**Arbeitsanweisungen**
A. Übersetzen Sie den Satz „Für das verarbeitende Gewerbe gibt es Fördergelder.“ aus dem Text über Australiens Wege aus der Coronakrise ins Englische.
B. Geben Sie aus dem Text über Australiens Wege aus der Coronakrise den Abschnitt wortgetreu aus, der mit den Worten „Special Australien Wege“ anfängt und mit „australischen Bruttoinlandsprodukts (BIP).“ aufhört.
C. Führen Sie den Text über Australiens Wege aus der Coronakrise nach seinem letzten Satz weiter.

Special Australien Wege aus der Coronakrise
Konjunktur- und Hilfsprogramme
Die australische Regierung setzt auf steuerliche Investitionsanreize und den Infrastrukturausbau. Für das verarbeitende Gewerbe gibt es Fördergelder. (Stand: 08. November 2021)
Von Heiko Stumpf | Sydney
Als Reaktion auf die Coronakrise hatte die Regierung in Canberra im Jahr 2020 wirtschaftliche Hilfs- und Unterstützungsmaßnahmen mit einem Volumen von umgerechnet etwa 201 Milliarden US-Dollar (US$) auf den Weg gebracht (291 Milliarden Australische Dollar ($A); 1$A=0,6906 US$). Dies entspricht rund 15 Prozent des australischen Bruttoinlandsprodukts (BIP).

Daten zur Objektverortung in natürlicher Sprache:
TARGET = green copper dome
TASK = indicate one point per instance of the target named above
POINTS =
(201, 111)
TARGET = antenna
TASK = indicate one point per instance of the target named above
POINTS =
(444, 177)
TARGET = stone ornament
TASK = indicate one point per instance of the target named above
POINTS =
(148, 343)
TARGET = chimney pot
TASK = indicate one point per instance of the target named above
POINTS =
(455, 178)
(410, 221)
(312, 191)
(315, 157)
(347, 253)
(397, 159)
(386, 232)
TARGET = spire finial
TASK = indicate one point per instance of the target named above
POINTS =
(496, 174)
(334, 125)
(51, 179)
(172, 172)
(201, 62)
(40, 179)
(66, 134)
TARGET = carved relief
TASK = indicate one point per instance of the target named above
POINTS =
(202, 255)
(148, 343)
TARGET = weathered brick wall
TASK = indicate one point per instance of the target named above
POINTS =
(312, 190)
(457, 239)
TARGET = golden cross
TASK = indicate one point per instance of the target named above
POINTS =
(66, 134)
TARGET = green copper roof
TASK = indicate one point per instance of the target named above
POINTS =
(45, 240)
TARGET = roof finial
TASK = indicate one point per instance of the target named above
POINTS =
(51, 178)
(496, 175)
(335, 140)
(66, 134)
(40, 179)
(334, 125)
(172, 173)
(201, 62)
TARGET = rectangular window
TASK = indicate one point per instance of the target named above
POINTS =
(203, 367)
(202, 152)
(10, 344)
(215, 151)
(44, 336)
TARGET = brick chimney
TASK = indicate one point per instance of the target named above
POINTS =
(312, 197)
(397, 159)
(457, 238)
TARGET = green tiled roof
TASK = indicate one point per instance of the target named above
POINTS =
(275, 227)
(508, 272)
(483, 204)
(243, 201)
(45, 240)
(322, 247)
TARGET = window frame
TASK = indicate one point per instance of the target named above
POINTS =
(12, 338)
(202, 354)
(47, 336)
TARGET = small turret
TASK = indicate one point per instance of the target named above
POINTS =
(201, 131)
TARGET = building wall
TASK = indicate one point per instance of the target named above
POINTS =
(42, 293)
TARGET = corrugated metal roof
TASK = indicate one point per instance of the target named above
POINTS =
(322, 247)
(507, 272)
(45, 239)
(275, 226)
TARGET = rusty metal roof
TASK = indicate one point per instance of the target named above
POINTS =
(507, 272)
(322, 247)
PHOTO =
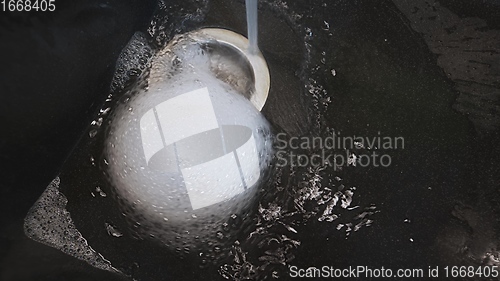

**Antworten je Aufgabe**
A. There is funding for the manufacturing sector.

B.
Special Australien Wege aus der Coronakrise
Konjunktur- und Hilfsprogramme
Die australische Regierung setzt auf steuerliche Investitionsanreize und den Infrastrukturausbau. Für das verarbeitende Gewerbe gibt es Fördergelder. (Stand: 08. November 2021)
Von Heiko Stumpf | Sydney
Als Reaktion auf die Coronakrise hatte die Regierung in Canberra im Jahr 2020 wirtschaftliche Hilfs- und Unterstützungsmaßnahmen mit einem Volumen von umgerechnet etwa 201 Milliarden US-Dollar (US$) auf den Weg gebracht (291 Milliarden Australische Dollar ($A); 1$A=0,6906 US$). Dies entspricht rund 15 Prozent des australischen Bruttoinlandsprodukts (BIP).

C.
Viele der speziell auf die Covid-19 Pandemie zugeschnittenen Maßnahmen sind mittlerweile ausgelaufen. Mit dem Haushalt für das laufende Finanzjahr 2021/22 (Juli bis Juni) wollte die Regierung sich eigentlich wieder längerfristigen Themen wie der Digitalisierung oder dem Ausbau der Altenpflege widmen. Nach dem Ausbruch der Delta-Variante und darauf folgender Lockdowns in mehreren Großstädten sah sich die Regierung allerdings zu neuen Hilfsmaßnahmen gezwungen.
Hilfen für Beschäftigte bei befristeten Lockdowns
Beschäftigte, die aufgrund von Lockdown-Maßnahmen nicht ihrer regelmäßigen Arbeit nachgehen können, erhalten Lohnersatzleistungen in Form der Covid-19 Disaster Payment. Diese greift in erklärten Covid-19 Hotspot-Gebieten.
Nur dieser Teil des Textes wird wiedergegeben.